>> BEGIN Records for the exercise
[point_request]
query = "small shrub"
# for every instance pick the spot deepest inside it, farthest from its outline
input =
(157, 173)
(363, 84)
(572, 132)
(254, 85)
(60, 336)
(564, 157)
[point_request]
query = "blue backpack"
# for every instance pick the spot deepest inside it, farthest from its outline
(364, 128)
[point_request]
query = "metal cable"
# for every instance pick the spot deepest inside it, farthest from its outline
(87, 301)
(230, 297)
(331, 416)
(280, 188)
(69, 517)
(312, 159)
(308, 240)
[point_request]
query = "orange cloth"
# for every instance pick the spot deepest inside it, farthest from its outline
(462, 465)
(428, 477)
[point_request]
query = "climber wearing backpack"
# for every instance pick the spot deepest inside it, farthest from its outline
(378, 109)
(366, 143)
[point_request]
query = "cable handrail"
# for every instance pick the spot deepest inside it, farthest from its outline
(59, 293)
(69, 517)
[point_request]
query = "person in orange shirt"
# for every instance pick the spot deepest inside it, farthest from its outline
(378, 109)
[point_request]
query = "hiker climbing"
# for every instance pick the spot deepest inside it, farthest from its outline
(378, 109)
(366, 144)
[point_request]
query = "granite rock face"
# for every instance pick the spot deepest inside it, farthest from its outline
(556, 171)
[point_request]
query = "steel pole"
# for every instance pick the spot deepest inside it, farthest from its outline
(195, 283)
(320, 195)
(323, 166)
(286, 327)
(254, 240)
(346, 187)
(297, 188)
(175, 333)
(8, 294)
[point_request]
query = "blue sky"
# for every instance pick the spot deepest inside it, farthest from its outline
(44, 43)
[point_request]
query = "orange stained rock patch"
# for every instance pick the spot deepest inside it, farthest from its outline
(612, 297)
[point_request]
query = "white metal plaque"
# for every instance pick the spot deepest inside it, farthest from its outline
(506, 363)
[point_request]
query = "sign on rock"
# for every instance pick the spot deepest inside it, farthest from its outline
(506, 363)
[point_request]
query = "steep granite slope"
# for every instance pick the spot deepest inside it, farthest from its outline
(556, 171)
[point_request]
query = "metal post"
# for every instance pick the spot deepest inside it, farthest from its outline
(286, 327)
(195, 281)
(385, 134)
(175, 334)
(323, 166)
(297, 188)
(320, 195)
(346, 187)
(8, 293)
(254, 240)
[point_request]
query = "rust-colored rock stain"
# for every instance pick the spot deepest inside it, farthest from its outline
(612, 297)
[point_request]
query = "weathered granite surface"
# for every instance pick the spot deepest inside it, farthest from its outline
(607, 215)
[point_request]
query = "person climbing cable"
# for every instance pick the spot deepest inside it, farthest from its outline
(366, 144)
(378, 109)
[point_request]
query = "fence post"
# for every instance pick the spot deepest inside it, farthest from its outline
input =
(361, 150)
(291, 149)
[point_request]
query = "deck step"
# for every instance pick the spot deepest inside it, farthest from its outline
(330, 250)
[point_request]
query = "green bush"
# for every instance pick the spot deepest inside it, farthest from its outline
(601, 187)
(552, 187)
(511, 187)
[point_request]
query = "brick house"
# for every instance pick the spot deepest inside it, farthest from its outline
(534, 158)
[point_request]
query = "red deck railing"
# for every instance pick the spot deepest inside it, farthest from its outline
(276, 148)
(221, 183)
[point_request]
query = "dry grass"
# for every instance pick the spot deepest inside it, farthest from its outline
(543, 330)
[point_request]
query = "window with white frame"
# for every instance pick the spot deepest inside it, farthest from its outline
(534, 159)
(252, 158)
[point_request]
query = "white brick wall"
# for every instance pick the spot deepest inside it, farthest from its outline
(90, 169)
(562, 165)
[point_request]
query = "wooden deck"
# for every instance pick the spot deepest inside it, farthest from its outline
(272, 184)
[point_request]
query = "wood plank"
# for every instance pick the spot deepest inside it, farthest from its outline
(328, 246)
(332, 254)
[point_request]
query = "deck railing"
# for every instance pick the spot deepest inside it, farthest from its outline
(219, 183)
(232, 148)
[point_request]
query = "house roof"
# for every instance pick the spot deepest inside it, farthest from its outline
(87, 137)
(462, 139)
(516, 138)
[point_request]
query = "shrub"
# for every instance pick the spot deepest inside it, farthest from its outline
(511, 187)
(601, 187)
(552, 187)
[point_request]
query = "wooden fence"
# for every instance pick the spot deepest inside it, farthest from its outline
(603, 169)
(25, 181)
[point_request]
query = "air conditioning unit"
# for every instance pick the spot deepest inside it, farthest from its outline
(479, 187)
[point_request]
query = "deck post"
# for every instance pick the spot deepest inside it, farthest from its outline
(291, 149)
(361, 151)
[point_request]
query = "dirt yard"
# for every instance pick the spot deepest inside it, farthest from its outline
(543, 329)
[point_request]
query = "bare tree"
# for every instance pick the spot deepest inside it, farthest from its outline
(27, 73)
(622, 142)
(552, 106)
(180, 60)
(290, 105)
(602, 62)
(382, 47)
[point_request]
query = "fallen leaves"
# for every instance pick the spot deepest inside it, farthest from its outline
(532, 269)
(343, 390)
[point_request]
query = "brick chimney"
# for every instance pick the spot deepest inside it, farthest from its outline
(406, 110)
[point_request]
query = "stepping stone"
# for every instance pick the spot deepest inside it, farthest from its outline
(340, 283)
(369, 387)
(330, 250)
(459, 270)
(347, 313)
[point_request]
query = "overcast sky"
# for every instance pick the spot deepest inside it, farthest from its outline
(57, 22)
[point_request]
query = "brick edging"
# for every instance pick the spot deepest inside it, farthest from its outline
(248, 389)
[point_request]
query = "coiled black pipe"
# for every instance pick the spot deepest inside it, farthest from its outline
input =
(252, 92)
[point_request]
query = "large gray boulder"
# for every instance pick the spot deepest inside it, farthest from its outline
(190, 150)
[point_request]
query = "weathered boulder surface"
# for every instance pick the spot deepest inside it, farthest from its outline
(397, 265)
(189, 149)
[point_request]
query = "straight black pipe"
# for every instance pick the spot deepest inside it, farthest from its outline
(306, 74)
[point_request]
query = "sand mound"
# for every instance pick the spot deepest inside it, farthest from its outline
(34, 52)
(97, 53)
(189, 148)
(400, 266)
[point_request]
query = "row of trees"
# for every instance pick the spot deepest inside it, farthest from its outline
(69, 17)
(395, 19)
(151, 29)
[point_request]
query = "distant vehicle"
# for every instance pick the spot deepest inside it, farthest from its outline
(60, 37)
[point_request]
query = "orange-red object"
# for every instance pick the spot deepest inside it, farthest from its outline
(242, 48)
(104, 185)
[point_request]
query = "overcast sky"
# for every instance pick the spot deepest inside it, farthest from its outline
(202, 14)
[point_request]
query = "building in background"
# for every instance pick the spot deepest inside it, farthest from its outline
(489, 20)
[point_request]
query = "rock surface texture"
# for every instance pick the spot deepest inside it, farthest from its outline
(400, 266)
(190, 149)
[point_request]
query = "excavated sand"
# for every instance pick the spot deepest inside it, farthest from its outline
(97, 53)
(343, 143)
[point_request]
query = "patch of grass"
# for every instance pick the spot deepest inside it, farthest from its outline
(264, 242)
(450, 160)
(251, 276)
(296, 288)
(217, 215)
>> END Records for the exercise
Directions for this task
Return each line of the records above exactly as it reads.

Exercise response
[point_request]
query = "small shrub"
# for every instance pick the spot deepest inside it, farthest from its outline
input =
(157, 173)
(363, 84)
(572, 132)
(254, 85)
(60, 336)
(564, 157)
[point_request]
query = "blue backpack"
# for every instance pick the spot deepest inside it, farthest from its outline
(364, 128)
[point_request]
query = "metal cable"
# for every instance pick the spot deepest inside it, farthest from its outline
(87, 301)
(230, 297)
(331, 416)
(280, 188)
(69, 517)
(312, 159)
(308, 240)
[point_request]
query = "orange cloth"
# for every instance pick the spot deepest inside it, farthest from its outline
(462, 465)
(428, 477)
[point_request]
query = "climber wearing backpack"
# for every instance pick the spot deepest inside it, farthest from its outline
(378, 109)
(366, 143)
[point_request]
query = "cable handrail"
# for every instance pick the spot deepest inside it, farthest from its outline
(59, 293)
(69, 517)
[point_request]
query = "person in orange shirt"
# for every instance pick the spot deepest inside it, farthest from its outline
(378, 109)
[point_request]
query = "hiker climbing"
# for every instance pick the spot deepest inside it, farthest from its outline
(378, 109)
(366, 144)
[point_request]
query = "granite rock face"
# for every instance pick the spot deepest inside it, farthest from its outline
(556, 171)
[point_request]
query = "steel pole"
# for every instance pick the spot deepest inside it, farthest from its outline
(195, 283)
(320, 195)
(323, 166)
(286, 327)
(254, 240)
(346, 187)
(297, 188)
(175, 333)
(8, 294)
[point_request]
query = "blue sky"
# for every instance pick the spot deepest inside it, farthest from its outline
(44, 43)
[point_request]
query = "orange stained rock patch"
# for every instance pick the spot deepest inside it, farthest from its outline
(612, 297)
[point_request]
query = "white metal plaque"
# for every instance pick the spot deepest inside it, farthest from its outline
(506, 363)
[point_request]
query = "sign on rock"
# for every instance pick the spot deepest inside it, farthest from its outline
(506, 363)
[point_request]
query = "steep granite slope"
# for every instance pick the spot deepest inside it, farthest from its outline
(556, 171)
[point_request]
query = "metal post"
# for every instance pick the spot deepest inside it, farthest from its outline
(286, 327)
(195, 281)
(385, 134)
(175, 334)
(323, 166)
(297, 188)
(320, 195)
(346, 187)
(8, 293)
(254, 240)
[point_request]
query = "rust-colored rock stain"
# for every instance pick the spot deepest inside it, farthest from its outline
(612, 297)
[point_request]
query = "weathered granite surface"
# for every instance pick the spot deepest inside it, farthest from its outline
(607, 215)
[point_request]
query = "person climbing cable"
# for every instance pick the spot deepest inside it, farthest from its outline
(366, 144)
(378, 109)
[point_request]
query = "fence post"
# for every instance pick the spot deepest inside it, farthest from its outline
input =
(361, 150)
(291, 149)
[point_request]
query = "deck step"
# for every instance pick the spot deepest inside it, farthest from its outline
(330, 250)
[point_request]
query = "green bush"
# for every instance pick the spot deepest inside it, farthest from its outline
(601, 187)
(552, 187)
(511, 187)
[point_request]
query = "brick house"
# for every instance pick the spot deepest inside it, farthest from its outline
(534, 158)
[point_request]
query = "red deck railing"
# for every instance pick the spot deepest inside it, farthest from its outline
(276, 148)
(221, 183)
[point_request]
query = "dry grass"
# for every instance pick the spot deepest inside it, farthest from its outline
(543, 330)
[point_request]
query = "window with white frame"
# for every instance pick the spot deepest inside it, farthest from its outline
(534, 159)
(252, 158)
[point_request]
query = "white brick wall"
# for every instance pick the spot deepest inside it, farthest from its outline
(90, 169)
(562, 165)
[point_request]
query = "wooden deck"
# for every instance pick the spot deepest inside it, farthest from its outline
(272, 184)
[point_request]
query = "wood plank"
# for every instance pick the spot deepest inside it, farthest from its outline
(328, 246)
(332, 254)
[point_request]
query = "deck railing"
# for every instance pick the spot deepest inside it, farthest from its outline
(219, 183)
(232, 148)
[point_request]
query = "house roof"
# for every instance pick the spot deepest inside it, farthest from its outline
(87, 137)
(462, 139)
(516, 138)
[point_request]
query = "shrub"
# for every instance pick the spot deepest inside it, farthest from its outline
(511, 187)
(601, 187)
(552, 187)
[point_request]
query = "wooden fence"
# for every instance pick the spot deepest inside it, farthest from its outline
(603, 169)
(25, 181)
[point_request]
query = "air conditioning unit"
# for every instance pick the spot deepest inside it, farthest from its outline
(479, 187)
[point_request]
query = "deck post"
# for every instance pick the spot deepest inside it, farthest from its outline
(291, 149)
(361, 151)
[point_request]
query = "dirt yard"
# for every instance pick the spot deepest inside it, farthest from its outline
(543, 329)
[point_request]
query = "bare tree"
# for every instance pick the spot deepest inside it, farthest from its outline
(27, 73)
(622, 142)
(552, 106)
(180, 60)
(290, 105)
(602, 62)
(382, 47)
[point_request]
query = "fallen leaves"
# for every instance pick the spot deepest inside it, farthest from its outline
(532, 269)
(343, 390)
[point_request]
query = "brick chimney"
# for every instance pick the spot deepest inside it, farthest from its outline
(406, 110)
[point_request]
query = "stepping stone"
# for every instance pick the spot deepest inside it, farthest from its outline
(340, 283)
(369, 387)
(330, 250)
(459, 270)
(347, 313)
[point_request]
query = "overcast sky"
# for every instance pick the spot deepest inside it, farthest from its outline
(57, 22)
[point_request]
query = "brick edging"
# for every instance pick the spot deepest inside it, farthest from its outline
(248, 389)
[point_request]
query = "coiled black pipe"
# for every instance pick the spot deepest inside it, farthest from its outline
input =
(252, 92)
[point_request]
query = "large gray boulder"
# for every instance pick the spot deepest inside it, farthest from its outline
(190, 150)
[point_request]
query = "weathered boulder surface"
# for every instance pick the spot deepest inside it, farthest from its outline
(397, 265)
(189, 149)
[point_request]
query = "straight black pipe"
# for every instance pick the spot deepest inside it, farthest from its outline
(306, 74)
[point_request]
query = "sand mound"
# for every instance pick the spot deepest inside it, farthest from its outline
(34, 52)
(97, 53)
(189, 148)
(400, 266)
[point_request]
query = "row of trees"
# for every instance pick the spot deepest inside it, farthest from its outline
(69, 17)
(395, 19)
(151, 29)
[point_request]
query = "distant vehicle"
# for every instance pick the spot deepest inside it, farthest from its outline
(60, 37)
[point_request]
query = "orange-red object"
# for every instance pick the spot deepest inside it, farthest from its outline
(242, 48)
(104, 185)
[point_request]
query = "overcast sky"
# for every instance pick the spot deepest inside it, farthest from its outline
(202, 14)
[point_request]
query = "building in background"
# for every instance pick the spot deepest inside it, farthest from its outline
(489, 20)
[point_request]
query = "rock surface texture"
# for every instance pick the spot deepest inside it, farthest from its outline
(400, 266)
(190, 149)
[point_request]
query = "excavated sand"
# for every instance pick the spot deepest inside it, farthest from its outline
(97, 53)
(343, 143)
[point_request]
query = "patch of grass"
# for every instance pick the spot deepest inside it, farthest from its outline
(264, 242)
(450, 160)
(251, 276)
(296, 288)
(217, 215)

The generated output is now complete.